Au contraire, le Nouveau Testament nous présente la « nouvelle » alliance comme l’accomplissement par le Christ de l’alliance offerte dans l’Ancien Testament. En effet, la Bible nous « révèle la préexistence du Fils de Dieu, appelé Christ, l’Ange de l’Eternel, le Rocher spirituel; Jean nous le présente comme « l’Agneau immolé dès la fondation du monde » (Ap 13:8), un texte qui ne supporte – quoi qu’on en ait – aucune autre traduction. Il est la clé de la révélation et de la compréhension des Saintes Ecritures, des alliances de l’Ancien Testament, de ses signes, symboles et sacrements, sans restreindre, amoindrir ou limiter la portée des paroles de l’institution.

L’arbre de vie du jardin d’Eden est le témoignage visible que nous avons en lui « la vie, le mouvement et l’être » (Ac 17:28), l’arbre de vie que nous retrouvons dans le paradis de Dieu, apporte leur guérison aux nations, auquel n’ont droit que ceux qui lavent leurs robes dans le sang de l’Agneau (Ap 2:7, 22:2 et 13).

Ainsi, l’Agneau et son sang embrassent d’une immense accolade la totalité de l’histoire dès la fondation du monde, du paradis terrestre au paradis céleste.

Le septième jour de la semaine doit être célébré comme un mémorial de l’œuvre divine passée, présente et future, celle du Christ, car toutes choses ne subsistent qu’en lui (Ga 1:15-17). Avec Noé et sa postérité, avec toutes les créatures de la terre, Dieu établit une alliance universelle, jusqu’à la fin des temps, attestée par le sacrement de l’arc-en-ciel. « Voilà, dit-il, le signe de l’alliance que j’ai établie entre moi et toutes les créatures qui sont sur la terre. » (Cf. Gn 9:8-17) Ainsi, Dieu a fait alliance avec toutes les générations futures, humaines et animales, jusqu’à la fin des temps. C’est, au sens large, une « avant-première » du baptême. Tous les hommes sont appelés à saisir cette promesse par la foi et, comme Noé et les siens, à être absolument certains que cette terre leur sera habitable jusqu’à ce qu’ils parviennent à la cité céleste.
_ _ _ _
CONSIGNES =>
**A.** Relevez toutes les références bibliques que le texte donne entre parenthèses.
**B.** Recopiez la partie du texte qui commence par les mots contenant « L’arbre de vie du » et s'achève sur « 22:2 et 13). », en changeant « nations » en « peuples ».
**C.** D'après le texte, quel sacrement atteste l'alliance universelle que Dieu établit avec Noé ?
Les données n'interviennent pas dans ce travail.

DONNÉES FOURNIES =>
_ _ _ _
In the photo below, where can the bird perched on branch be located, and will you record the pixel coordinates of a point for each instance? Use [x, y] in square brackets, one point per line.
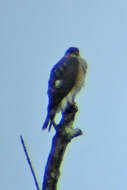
_ _ _ _
CORRIGÉS =>
**A.** Ap 13:8 ; Ac 17:28 ; Ap 2:7, 22:2 et 13 ; Ga 1:15-17 ; Gn 9:8-17

**B.**
L’arbre de vie du jardin d’Eden est le témoignage visible que nous avons en lui « la vie, le mouvement et l’être » (Ac 17:28), l’arbre de vie que nous retrouvons dans le paradis de Dieu, apporte leur guérison aux peuples, auquel n’ont droit que ceux qui lavent leurs robes dans le sang de l’Agneau (Ap 2:7, 22:2 et 13).

**C.** Le sacrement de l'arc-en-ciel.